» Exercise requirements:
Continue the forum post about producing ammonia at low energy, starting after its final sentence.

» Supplied text:
Here are a handful of references - some I posted before - some I haven't.
I said what some were but haven't seen that anyone actually searched them
out. They are just showing that 100+ year old science has seen nh3 creation
from low energy, relatively low temps and pressures, etc...

These are all references, which I yanked out of a very lengthy paper that
I wrote up and have decided I am not going to release anymore. Here are
some of the references, everyone is welcome to search out the truth on
their own. It is all spelled out in this thread anyway, so that paper isn't
needed. I'm deleting it because it revolved around these references and
more so everyone can explain it to themselves.

Anyway, anyone that appreciates what I'm sharing below should see that
NH3 is actually required to be produced with hho + ionization of ambient
air and then the heat/pressure in combustion chamber and with a serious
plasma ignition = results.

I hope this helps some people realize the reality of on demand nh3 from
low energy really.


Nascent Hydrogen. The doctrine of the nascent state has been developed, for the most part, in terms of hydrogen. Davy noticed in 1807 that electrolytic hydrogen will combine with nitrogen in the presence of water, while ordinary hydrogen will not.

The Nascent State, J. H. Reedy and E. D. Biggers, J. Chem. Educ., 1942, 19 (9), p 403, DOI: 10.1021/ed019, p403, Publication Date: September 1942.


Below are several excerpts from a paper showing the synthesis of ammonia directly from hydrogen and nitrogen mixes with and without metal catalysts and at various voltages.

The following is an account of experiments on the rate of production of ammonia from nitrogen and hydrogen as a function of the energy of thermions used to activate molecules and atoms.

Heidemann described the production of ammonia even at the lowest voltages, but subsequent work by Andersen and Storch and Olson did not confirm this. They detected no combination until the molecular ionization potential of N2 (circa 17 V) was reached, after which the reaction rate increased abruptly every 4-7 V. The mechanism proposed was that H2+ and N2+ appearing at 16 V and 17V respectively gave H and N atoms on collision, and that later increased combination was due to the activation of H by 4 V electrons. Later Kwei found that NH3 band spectrum was not excited in hydrogen mixtures until 23V was reached. This voltage corresponds to the second jump in Storch and Olson’s curve. In a subsequent note Olson explained the failure of Kwei to detect ammonia at 17 V by postulating that NH3+ must be present for the spectrum to appear. Thus at 17 V the reactions were considered to be N2+ + e à N’2, N’2 + N2 à N2 + 2N, the nitrogen atoms then combining with H2 or H produced by the reaction N2 + H2 à 2N + 2H; white at 23 V the voltage at which N+ begins to appear, NH3+ is obtained in the same way.

» Listing:
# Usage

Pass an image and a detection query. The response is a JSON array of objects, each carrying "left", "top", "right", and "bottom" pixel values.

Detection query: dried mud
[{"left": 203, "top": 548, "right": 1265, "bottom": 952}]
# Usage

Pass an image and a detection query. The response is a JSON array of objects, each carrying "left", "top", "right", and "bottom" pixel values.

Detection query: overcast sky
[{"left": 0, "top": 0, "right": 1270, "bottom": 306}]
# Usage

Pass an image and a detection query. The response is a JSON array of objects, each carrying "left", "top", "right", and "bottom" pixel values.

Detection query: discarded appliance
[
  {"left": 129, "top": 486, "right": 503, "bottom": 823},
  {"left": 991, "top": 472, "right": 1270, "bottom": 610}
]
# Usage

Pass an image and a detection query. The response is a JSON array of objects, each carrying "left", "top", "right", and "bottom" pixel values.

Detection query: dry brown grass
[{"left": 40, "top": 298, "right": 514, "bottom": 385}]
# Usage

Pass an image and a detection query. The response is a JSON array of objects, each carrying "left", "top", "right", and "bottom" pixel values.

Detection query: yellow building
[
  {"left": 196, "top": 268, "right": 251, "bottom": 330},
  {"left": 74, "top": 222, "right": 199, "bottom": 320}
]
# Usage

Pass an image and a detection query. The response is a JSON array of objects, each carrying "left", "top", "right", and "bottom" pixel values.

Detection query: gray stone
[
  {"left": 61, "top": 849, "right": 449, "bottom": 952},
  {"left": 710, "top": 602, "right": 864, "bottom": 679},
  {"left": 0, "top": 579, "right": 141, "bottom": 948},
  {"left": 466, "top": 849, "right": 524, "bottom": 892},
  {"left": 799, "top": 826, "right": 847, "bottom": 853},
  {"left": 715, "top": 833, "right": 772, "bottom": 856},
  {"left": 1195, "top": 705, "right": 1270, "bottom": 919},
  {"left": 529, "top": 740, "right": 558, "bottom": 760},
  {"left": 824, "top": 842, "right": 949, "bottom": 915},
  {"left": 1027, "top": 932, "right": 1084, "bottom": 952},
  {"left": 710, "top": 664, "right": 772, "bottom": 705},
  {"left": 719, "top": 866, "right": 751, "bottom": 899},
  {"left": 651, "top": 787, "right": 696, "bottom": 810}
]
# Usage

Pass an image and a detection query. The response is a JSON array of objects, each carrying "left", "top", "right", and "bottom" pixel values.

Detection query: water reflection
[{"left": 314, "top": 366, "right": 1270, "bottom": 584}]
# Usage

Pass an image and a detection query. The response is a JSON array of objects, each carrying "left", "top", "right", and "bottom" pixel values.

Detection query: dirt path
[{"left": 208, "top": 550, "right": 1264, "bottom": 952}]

» Answer to this exercise:
As regards dissociation at the filament, Langmuir has shown that hydrogen molecules are dissociated by tungsten at temperatures above about 1,300°.

These results demonstrate conclusively that combination to form ammonia takes place between H atoms and N2 molecules both in the presence of the nickel and platinum anodes and in the presence of 13 V electrons.

In the second case “active hydrogen,” formed by Wood’s method was mixed with ordinary nitrogen. The “active hydrogen” from the arc would, undoubtedly, contain H’ owing to the high potential employed. It is only necessary to postulate that the life of the H’ species is sufficiently large for a small amount to reach the mixing tube from the discharge to account for the production of ammonia by a reaction between H’ and N2.

The various possible mechanisms for the production of ammonia in a nitrogen hydrogen mixture by means of thermions have been investigated in detail. It is shown that synthesis can occur due to the following reaction –

N2 + H at the surface of platinum or nickel.
N2 + H’ in the bulk at 13 volts.

The following molecular species are shown to be chemically reactive –

N2+ in the bulk at 17 volts,
N+ in the bulk at 23 volts,
And possible modes of mechanisms involving N2’ and H’ are elaborated.

The Combination of Nitrogen and Hydrogen Activated by Electrons, A. Caress and E. K. Rideal, Proc. R. Soc. Lond. A 1 August 1927 vol. 115 no. 772 684-700, DOI: 10.1098/rspa.1927.0117


In mixtures of H2 with N2, evidence was obtained which indicates that the ultraviolet band of ammonia, associated with the 22.5 volt critical potential, is due to a molecule NHx, where x is probably 3, and that the Schuster band is emitted only in the presence of oxygen and is due to a molecule NxHyOz, possibly NH4OH. This band was observed only at voltages higher than the critical voltage for "active nitrogen,

Characteristics and Spectra of Low Voltage Arcs in H2, N2 and in Mixtures of H2 with Hg and N2, C. T. Kwei, Phys. Rev., 26, 537-560 (1925), DOI: 10.1103/PhysRev.26.537


The following is yet another paper discussing the fact that nitrogen and hydrogen can be combined with electricity:

The Mechanism of Ammonia Synthesis in Low-Voltage Arcs. The formation of ammonia from gaseous mixtures of nitrogen and hydrogen by means of slowly moving electrons was studied by Storch and Olson. They determined the rate of the reaction by pressure methods and the products of the reaction by chemical indicators. From their experiments ammonia forms where the applied potential is 17 volts, the rate of formation then remains constant until the potential reaches 23 volts, at which point an abrupt increase in ammonia synthesis occurs.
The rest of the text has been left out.